Stored data entries
▼

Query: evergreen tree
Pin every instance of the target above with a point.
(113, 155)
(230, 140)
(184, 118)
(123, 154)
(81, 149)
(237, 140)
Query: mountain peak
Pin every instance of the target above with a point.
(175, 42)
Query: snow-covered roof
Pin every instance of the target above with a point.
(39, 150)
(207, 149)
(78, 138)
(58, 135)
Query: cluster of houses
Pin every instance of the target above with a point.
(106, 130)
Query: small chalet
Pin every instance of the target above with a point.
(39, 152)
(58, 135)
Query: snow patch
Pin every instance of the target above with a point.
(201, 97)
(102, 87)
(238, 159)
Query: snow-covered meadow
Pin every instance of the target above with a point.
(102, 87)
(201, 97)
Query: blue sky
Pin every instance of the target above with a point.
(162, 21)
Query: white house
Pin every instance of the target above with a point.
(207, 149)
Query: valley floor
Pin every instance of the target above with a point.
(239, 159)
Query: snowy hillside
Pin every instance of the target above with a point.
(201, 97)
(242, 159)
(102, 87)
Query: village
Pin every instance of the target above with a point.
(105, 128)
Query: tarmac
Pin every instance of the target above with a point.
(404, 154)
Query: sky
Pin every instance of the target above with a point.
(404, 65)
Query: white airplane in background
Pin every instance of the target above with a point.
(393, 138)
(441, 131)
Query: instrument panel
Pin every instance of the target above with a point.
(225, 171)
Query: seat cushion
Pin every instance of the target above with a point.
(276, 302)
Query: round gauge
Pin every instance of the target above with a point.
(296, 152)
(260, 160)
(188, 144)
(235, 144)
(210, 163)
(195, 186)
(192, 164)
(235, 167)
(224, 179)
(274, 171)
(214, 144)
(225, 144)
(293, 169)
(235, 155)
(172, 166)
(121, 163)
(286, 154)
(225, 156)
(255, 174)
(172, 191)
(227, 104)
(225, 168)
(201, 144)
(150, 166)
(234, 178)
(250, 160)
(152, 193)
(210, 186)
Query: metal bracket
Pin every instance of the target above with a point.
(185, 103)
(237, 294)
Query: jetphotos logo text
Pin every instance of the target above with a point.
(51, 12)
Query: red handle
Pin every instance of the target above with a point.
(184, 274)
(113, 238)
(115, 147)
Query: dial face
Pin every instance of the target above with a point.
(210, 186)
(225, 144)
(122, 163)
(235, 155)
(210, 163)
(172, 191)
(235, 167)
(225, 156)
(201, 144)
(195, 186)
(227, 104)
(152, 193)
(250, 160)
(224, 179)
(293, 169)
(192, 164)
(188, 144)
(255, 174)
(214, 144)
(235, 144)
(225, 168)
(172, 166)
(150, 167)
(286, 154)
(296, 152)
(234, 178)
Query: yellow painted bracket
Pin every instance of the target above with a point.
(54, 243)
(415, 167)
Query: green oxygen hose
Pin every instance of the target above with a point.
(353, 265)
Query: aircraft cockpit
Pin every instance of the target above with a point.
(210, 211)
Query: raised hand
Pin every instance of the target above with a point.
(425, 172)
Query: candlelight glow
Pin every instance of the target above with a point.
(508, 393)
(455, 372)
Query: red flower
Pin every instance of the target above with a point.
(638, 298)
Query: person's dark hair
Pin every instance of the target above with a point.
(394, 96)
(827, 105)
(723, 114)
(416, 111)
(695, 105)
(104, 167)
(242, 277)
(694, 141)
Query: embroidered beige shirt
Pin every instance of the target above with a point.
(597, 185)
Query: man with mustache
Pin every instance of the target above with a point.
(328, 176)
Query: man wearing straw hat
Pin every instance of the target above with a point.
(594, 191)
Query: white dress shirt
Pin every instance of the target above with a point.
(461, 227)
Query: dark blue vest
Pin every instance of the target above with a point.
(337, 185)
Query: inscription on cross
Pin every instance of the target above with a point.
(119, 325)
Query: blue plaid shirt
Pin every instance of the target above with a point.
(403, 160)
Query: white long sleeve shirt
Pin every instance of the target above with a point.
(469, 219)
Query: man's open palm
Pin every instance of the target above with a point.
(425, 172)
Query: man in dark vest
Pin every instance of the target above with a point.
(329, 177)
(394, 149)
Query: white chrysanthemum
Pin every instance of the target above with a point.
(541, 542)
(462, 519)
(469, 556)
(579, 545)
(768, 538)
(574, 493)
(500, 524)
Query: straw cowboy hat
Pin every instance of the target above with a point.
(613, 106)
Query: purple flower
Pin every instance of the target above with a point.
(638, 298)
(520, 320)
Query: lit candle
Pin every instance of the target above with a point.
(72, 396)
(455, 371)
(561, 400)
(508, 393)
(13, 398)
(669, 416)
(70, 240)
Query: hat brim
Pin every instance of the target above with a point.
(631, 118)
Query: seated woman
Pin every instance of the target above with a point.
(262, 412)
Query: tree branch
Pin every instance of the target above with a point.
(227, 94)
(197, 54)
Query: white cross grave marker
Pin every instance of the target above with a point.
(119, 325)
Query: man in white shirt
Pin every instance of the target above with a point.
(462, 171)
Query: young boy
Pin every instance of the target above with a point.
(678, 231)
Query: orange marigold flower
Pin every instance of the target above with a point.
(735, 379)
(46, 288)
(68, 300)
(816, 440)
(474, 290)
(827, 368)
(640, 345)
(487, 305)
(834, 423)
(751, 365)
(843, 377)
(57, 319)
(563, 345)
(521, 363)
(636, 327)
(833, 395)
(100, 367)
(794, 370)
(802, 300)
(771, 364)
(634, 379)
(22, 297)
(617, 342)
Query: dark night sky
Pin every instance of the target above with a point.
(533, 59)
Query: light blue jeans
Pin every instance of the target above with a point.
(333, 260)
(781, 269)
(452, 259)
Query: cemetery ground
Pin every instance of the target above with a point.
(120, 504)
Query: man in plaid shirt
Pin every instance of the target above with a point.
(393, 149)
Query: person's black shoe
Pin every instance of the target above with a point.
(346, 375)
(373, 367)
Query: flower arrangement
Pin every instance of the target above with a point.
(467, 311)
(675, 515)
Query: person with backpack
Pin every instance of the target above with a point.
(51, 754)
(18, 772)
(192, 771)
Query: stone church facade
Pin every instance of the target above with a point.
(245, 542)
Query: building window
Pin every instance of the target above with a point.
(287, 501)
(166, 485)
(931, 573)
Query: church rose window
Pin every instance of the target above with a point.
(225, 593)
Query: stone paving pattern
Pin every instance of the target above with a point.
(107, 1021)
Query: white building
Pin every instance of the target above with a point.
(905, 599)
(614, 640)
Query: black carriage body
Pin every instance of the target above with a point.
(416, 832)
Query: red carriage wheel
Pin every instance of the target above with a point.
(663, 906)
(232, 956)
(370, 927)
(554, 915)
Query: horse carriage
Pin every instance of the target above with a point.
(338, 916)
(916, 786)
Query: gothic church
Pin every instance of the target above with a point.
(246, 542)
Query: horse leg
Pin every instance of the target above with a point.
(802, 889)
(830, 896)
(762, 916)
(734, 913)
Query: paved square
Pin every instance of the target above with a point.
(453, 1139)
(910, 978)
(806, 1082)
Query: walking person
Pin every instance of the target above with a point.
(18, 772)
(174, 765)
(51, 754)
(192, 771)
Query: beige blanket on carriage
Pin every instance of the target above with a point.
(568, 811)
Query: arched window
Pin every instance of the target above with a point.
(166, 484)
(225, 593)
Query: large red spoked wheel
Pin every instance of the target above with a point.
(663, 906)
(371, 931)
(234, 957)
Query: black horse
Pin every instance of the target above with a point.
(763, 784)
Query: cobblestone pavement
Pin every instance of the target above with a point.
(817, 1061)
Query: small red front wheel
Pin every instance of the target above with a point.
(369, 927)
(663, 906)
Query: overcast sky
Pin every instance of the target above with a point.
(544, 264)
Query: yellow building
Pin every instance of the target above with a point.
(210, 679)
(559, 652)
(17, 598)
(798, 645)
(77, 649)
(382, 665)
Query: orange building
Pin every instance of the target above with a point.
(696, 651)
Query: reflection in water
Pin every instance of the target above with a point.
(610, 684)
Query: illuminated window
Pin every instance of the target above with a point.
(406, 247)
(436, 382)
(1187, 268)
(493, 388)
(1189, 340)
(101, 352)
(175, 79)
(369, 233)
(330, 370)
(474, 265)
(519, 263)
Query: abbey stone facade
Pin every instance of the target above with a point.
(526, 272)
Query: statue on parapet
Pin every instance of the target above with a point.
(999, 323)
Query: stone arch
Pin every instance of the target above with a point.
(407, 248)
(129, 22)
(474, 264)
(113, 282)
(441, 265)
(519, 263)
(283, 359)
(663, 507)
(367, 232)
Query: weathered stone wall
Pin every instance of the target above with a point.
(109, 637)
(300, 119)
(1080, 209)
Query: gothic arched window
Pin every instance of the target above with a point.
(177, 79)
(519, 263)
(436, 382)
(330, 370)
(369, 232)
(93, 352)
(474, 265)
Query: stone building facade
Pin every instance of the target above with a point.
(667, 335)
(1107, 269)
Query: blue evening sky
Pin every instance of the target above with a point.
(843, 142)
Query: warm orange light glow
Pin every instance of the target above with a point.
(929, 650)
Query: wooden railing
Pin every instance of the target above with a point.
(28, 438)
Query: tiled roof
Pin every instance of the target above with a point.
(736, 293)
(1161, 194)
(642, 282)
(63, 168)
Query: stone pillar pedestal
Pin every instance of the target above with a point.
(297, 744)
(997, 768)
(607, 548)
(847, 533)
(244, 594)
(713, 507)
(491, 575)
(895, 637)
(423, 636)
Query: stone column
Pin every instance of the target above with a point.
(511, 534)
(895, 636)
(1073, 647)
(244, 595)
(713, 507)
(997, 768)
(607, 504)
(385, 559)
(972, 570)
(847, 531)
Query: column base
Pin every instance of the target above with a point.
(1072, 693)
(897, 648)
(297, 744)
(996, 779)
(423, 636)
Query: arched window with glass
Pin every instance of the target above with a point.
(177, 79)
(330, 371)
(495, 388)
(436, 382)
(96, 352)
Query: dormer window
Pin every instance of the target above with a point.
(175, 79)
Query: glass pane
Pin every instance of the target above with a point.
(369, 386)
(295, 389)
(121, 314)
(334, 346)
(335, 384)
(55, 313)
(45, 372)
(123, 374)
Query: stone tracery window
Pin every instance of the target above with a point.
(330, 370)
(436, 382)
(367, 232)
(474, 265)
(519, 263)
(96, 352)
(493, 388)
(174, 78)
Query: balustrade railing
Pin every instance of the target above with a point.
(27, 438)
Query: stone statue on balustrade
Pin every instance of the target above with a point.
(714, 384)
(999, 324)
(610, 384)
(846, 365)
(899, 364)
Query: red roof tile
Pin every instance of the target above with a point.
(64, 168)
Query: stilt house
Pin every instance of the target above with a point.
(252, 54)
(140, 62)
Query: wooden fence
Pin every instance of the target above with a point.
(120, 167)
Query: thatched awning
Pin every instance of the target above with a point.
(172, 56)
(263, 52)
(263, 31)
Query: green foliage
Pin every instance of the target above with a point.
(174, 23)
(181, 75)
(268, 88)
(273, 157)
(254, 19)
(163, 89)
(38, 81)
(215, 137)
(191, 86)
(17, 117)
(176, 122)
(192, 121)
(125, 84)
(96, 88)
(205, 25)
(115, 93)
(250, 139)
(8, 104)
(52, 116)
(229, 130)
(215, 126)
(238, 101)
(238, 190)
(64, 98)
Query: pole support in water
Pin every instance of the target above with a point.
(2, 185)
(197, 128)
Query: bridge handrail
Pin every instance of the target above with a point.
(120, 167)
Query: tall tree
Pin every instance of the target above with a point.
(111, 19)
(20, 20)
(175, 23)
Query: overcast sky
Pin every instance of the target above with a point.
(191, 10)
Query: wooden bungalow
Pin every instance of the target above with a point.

▲

**WORK ORDER**
Report how many lines of the entries hold the word "statue". Nothing else is needed.

**ANSWER SECTION**
2